» Stated goal
Pull out every line of the listing below that contains the word "pink", matching case exactly.

» Data rows
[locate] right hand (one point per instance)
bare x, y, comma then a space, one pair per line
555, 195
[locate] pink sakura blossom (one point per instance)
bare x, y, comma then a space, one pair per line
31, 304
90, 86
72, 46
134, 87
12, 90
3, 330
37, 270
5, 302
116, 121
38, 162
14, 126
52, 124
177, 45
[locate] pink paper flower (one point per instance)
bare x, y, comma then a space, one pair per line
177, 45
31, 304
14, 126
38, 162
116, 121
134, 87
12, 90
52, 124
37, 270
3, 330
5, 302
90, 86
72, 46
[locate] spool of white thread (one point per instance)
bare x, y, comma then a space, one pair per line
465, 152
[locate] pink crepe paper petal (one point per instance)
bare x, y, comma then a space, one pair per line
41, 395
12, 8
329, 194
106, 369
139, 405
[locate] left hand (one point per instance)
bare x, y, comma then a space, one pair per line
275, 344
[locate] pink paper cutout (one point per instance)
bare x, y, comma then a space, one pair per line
...
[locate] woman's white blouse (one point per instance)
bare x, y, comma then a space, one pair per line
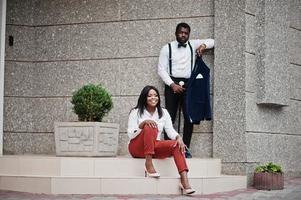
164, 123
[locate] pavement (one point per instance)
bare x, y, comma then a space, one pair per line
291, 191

» Reply
[locate] pink sakura blossom (one point per instance)
[locate] pink paper flower (one point per instance)
[locate] pink crepe paper petal (one point per instance)
[locate] pink paper cutout (one point per instance)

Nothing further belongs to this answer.